=== Section Start ===

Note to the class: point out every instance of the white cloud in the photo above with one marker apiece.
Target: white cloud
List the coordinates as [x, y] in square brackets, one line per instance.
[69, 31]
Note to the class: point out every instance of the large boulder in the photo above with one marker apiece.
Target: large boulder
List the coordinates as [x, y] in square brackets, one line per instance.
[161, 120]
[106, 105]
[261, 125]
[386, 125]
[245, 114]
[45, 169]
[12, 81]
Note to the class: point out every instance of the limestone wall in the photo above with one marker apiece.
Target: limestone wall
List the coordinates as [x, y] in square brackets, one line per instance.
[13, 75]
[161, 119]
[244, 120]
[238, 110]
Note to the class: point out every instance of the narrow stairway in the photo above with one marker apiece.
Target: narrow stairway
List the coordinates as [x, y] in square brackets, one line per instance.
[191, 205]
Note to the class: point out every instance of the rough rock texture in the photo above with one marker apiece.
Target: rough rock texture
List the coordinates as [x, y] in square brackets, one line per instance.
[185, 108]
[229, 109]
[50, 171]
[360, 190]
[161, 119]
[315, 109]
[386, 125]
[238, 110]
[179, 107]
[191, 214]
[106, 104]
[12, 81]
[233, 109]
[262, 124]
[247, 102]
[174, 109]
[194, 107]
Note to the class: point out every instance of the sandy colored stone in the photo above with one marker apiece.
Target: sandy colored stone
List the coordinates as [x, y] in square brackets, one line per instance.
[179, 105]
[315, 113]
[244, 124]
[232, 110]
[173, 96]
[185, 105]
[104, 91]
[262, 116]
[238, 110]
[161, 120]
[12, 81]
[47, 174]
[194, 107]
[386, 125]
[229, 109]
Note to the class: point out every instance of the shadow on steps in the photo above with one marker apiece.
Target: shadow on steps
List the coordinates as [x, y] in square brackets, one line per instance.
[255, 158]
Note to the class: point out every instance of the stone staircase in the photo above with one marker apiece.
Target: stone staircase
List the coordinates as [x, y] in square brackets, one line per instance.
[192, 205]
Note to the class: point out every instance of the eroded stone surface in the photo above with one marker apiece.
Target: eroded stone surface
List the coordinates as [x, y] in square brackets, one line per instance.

=== Section End ===

Copy exactly. Include the line containing "Target: eroded stone surface" and every later line through the end of the listing, and nothing else.

Target: eroded stone surface
List the coordinates as [x, y] in square brackets, one line per instance.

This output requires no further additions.